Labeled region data
::::::::
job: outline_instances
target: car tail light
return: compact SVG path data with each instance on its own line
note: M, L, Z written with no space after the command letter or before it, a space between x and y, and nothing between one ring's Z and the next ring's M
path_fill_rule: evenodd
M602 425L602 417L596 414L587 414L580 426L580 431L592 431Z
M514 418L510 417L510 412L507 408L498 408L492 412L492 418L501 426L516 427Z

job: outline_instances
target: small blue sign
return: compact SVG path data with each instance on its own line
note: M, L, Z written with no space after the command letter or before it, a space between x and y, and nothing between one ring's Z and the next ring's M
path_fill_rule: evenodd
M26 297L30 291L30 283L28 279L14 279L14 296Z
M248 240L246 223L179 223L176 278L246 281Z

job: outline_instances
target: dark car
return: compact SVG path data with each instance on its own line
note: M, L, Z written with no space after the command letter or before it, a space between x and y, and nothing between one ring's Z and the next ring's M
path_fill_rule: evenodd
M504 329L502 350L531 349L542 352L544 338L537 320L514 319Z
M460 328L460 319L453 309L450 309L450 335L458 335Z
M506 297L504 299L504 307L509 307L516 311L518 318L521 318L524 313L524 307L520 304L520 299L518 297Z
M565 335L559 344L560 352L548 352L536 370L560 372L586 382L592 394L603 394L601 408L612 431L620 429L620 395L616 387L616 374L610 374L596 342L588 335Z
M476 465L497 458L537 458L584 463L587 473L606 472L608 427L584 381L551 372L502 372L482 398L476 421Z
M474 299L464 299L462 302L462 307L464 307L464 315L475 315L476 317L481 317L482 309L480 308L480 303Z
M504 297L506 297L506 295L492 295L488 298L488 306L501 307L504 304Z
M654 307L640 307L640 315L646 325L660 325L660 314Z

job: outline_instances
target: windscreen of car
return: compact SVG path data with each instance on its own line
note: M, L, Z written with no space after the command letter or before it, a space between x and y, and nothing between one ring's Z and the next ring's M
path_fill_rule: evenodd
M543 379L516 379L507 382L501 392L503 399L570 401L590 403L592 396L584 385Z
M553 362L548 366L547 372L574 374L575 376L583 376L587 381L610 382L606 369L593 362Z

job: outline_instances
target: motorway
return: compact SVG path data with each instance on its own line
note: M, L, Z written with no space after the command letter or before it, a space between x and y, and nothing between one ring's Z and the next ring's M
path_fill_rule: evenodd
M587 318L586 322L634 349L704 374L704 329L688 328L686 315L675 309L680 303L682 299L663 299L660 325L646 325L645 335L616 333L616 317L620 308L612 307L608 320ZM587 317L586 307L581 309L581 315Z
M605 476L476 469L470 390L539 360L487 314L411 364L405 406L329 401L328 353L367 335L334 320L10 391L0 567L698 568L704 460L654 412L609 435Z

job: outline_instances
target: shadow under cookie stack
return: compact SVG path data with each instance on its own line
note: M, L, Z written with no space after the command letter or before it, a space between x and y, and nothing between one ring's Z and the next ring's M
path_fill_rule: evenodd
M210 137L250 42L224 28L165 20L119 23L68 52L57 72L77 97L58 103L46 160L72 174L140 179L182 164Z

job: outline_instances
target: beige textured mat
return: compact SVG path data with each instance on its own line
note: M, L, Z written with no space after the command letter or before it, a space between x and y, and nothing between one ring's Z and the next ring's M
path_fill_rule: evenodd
::::::::
## [What you have to do]
Can you reproduce the data word for word, starting at its first line and stopping after the line that contains "M514 418L510 417L510"?

## [Exercise answer]
job: outline_instances
target: car tail light
return: compact SVG path data with each instance on its own line
note: M, L, Z written with no space after the command letter or before it, a space between x and y, and nothing between one ring's Z and the next ring's M
path_fill_rule: evenodd
M602 425L602 417L596 414L587 414L580 426L580 431L592 431Z
M514 418L510 417L510 412L507 408L498 408L492 412L492 418L501 426L516 427Z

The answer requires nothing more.